(Source text Opens)

For the next couple weeks I was in complete bed rest. I couldn’t walk, and could hardly get out of bed to go to the bathroom. It was difficult. The pain was different now. My body was different. I actually looked as if I had gone through labor and had a baby. I was blessed to have people help me with the cleaning and cooking.  God was faithful. My family was thankful to the Lord that He had preserved my life.


After a month of recuperating, I visited my doctor who gave me the clearance to slowly begin doing the things I hadn’t done for two months. My body felt sluggish and weak. I still had pain around the incisions and inside. Yet my mind and heart felt stronger and healthier than ever before. God had used this moment in time to quiet me down in order to strengthen my spirit, to begin a spiritual formation in my life that would transform me and everything around me.  God was teaching me discipline. I’m not talking punishment; I am talking about training myself to do something in a habitual way, not for the sake of rituals but for the daily enjoyment of God’s presence. One of the definitions that the Merriam-Webster dictionary provides for Discipline is “training that corrects, molds, or perfects the mental faculties or moral character”.  This is what happened to me! I began to live a new lifestyle, one that pleases God. My life was taking on the shape God wanted it to be. The spiritual formation I was studying in those books was taking effect in my life. I was the clay in the Potter’s hands.

(Source text Closes)

» To do
In the recovery account, after how long of recuperating did the writer visit the doctor?

(Data Opens)

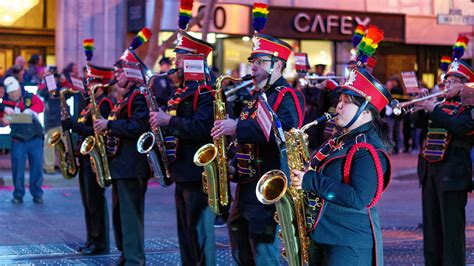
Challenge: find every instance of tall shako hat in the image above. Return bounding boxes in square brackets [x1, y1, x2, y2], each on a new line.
[349, 25, 365, 63]
[444, 36, 474, 82]
[438, 55, 452, 83]
[248, 3, 291, 86]
[174, 0, 213, 57]
[82, 39, 114, 84]
[249, 3, 291, 62]
[341, 25, 392, 128]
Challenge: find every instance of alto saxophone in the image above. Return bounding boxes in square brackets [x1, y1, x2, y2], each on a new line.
[255, 113, 337, 266]
[137, 69, 176, 187]
[48, 88, 79, 179]
[193, 75, 253, 214]
[80, 84, 112, 188]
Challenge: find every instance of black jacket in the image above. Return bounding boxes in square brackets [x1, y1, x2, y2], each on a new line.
[107, 88, 151, 179]
[168, 84, 214, 182]
[412, 101, 474, 191]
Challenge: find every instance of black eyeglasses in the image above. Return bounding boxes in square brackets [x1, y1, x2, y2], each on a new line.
[249, 59, 272, 66]
[443, 79, 461, 86]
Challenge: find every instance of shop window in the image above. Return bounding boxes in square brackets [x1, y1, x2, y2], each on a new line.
[0, 0, 56, 29]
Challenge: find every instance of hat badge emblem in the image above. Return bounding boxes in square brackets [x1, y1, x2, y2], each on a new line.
[450, 62, 459, 71]
[252, 36, 260, 51]
[345, 69, 357, 86]
[176, 34, 183, 46]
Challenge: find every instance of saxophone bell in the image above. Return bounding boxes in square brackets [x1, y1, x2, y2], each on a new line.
[193, 143, 222, 214]
[137, 131, 156, 154]
[80, 136, 95, 155]
[137, 131, 173, 187]
[48, 132, 61, 147]
[255, 170, 288, 205]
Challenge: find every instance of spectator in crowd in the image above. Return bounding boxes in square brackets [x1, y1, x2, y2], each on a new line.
[24, 54, 44, 85]
[3, 77, 44, 204]
[5, 55, 26, 79]
[38, 66, 61, 174]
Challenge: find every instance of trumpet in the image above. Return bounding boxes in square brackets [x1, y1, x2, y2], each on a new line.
[225, 76, 255, 97]
[391, 89, 448, 116]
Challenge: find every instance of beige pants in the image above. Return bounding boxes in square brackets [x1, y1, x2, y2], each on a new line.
[43, 126, 61, 172]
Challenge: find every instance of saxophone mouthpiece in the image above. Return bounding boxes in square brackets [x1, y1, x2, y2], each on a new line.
[242, 74, 255, 81]
[166, 68, 178, 75]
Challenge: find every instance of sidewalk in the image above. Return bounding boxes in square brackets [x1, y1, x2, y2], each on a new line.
[0, 154, 474, 265]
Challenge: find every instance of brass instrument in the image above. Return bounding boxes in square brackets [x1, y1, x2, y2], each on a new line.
[255, 113, 337, 266]
[137, 69, 176, 187]
[48, 88, 79, 179]
[391, 89, 448, 116]
[299, 74, 345, 89]
[193, 75, 253, 214]
[80, 83, 112, 188]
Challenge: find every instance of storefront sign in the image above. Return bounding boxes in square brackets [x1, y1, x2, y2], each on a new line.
[437, 9, 474, 25]
[161, 1, 253, 35]
[262, 7, 405, 42]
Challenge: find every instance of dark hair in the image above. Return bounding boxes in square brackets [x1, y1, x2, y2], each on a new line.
[63, 62, 75, 74]
[388, 75, 402, 87]
[28, 54, 40, 65]
[348, 95, 393, 150]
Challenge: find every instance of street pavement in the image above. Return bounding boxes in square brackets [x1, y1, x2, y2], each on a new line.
[0, 154, 474, 265]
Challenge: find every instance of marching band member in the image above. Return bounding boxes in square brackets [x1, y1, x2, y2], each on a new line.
[212, 3, 304, 265]
[94, 29, 151, 265]
[150, 0, 216, 265]
[62, 60, 114, 255]
[414, 37, 474, 265]
[62, 39, 114, 255]
[291, 24, 391, 265]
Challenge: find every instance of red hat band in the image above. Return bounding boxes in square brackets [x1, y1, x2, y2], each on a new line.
[341, 68, 392, 111]
[175, 32, 212, 57]
[87, 64, 114, 84]
[250, 34, 291, 61]
[445, 60, 474, 82]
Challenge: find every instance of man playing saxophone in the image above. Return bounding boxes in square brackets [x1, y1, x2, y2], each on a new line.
[62, 64, 114, 255]
[150, 1, 216, 265]
[211, 4, 304, 265]
[94, 37, 150, 265]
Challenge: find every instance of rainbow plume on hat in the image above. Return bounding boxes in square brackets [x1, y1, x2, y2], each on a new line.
[178, 0, 194, 30]
[439, 55, 451, 72]
[128, 28, 151, 50]
[82, 39, 94, 61]
[252, 3, 270, 32]
[352, 25, 365, 48]
[452, 36, 469, 60]
[357, 25, 384, 64]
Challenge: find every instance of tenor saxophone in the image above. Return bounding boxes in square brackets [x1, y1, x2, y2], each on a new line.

(Data Closes)

» The completed task
After a month of recuperating.